Pull out every line of the listing below that contains the string "horizon", matching case exactly.

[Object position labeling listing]
>> START

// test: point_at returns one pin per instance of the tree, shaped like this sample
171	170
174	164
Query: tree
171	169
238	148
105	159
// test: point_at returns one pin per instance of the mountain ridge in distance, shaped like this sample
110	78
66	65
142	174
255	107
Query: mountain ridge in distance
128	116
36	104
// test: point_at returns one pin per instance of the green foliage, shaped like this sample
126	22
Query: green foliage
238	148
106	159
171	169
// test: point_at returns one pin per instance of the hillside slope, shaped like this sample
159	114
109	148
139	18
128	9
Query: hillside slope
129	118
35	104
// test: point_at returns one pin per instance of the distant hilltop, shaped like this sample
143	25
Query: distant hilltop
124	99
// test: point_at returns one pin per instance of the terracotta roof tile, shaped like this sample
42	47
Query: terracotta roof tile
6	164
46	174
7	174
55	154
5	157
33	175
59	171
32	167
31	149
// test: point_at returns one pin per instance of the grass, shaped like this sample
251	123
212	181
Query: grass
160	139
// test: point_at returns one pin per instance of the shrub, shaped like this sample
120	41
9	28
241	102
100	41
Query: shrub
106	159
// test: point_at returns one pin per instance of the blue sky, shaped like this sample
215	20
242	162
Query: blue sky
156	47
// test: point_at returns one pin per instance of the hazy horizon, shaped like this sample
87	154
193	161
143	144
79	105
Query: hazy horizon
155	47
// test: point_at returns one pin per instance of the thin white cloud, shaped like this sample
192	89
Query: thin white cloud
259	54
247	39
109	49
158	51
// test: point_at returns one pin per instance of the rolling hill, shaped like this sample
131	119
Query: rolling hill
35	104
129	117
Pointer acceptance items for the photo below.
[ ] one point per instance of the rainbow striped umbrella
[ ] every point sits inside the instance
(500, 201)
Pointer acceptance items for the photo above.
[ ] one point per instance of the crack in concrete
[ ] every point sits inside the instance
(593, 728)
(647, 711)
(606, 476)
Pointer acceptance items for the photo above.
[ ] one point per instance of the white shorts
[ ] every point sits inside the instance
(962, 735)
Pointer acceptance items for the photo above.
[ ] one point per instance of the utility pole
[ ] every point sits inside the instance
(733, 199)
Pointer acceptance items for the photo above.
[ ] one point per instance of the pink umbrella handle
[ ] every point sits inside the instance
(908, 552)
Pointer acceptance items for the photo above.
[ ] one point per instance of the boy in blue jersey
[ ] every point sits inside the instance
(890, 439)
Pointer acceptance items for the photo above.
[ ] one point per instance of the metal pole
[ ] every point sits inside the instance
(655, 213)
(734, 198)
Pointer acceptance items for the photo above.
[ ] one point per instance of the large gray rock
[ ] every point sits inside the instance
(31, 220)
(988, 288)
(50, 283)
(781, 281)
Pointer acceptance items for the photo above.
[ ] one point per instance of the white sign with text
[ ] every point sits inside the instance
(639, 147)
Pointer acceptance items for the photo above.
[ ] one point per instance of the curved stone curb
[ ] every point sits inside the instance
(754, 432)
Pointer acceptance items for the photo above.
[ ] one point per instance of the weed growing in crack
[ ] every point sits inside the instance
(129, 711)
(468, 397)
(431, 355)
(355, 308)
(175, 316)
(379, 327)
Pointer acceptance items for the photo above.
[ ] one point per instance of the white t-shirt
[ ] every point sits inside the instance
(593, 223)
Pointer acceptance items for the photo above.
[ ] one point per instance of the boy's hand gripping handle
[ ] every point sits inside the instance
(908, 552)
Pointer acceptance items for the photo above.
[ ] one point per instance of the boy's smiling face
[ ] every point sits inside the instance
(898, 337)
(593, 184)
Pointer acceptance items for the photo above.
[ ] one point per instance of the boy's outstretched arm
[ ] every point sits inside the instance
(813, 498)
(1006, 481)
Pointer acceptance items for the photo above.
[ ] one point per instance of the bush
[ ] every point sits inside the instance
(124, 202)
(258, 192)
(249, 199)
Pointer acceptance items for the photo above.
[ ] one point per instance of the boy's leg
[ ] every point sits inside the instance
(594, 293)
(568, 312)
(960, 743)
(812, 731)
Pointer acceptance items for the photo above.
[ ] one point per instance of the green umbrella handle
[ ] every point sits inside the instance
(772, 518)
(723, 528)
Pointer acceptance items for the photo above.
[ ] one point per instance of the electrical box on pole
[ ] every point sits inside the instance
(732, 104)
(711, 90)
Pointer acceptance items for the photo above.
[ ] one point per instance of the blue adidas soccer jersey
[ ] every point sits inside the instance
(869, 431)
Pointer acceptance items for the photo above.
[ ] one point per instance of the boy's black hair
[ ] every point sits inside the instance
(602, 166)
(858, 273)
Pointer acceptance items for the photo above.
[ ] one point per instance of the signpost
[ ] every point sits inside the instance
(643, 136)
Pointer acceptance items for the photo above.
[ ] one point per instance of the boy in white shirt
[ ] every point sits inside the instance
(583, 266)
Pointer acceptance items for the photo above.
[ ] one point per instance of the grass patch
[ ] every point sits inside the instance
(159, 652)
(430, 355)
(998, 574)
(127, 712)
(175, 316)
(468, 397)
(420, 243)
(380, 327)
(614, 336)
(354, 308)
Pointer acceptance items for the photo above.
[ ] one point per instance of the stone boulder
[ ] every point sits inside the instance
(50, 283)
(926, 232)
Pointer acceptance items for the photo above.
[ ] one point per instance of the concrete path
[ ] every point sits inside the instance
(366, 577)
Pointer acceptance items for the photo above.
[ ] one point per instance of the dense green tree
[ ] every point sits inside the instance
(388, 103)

>> END

- **Solution for this exercise**
// test: point_at returns one pin per instance of the hazy horizon, shaped like this sample
Query: hazy horizon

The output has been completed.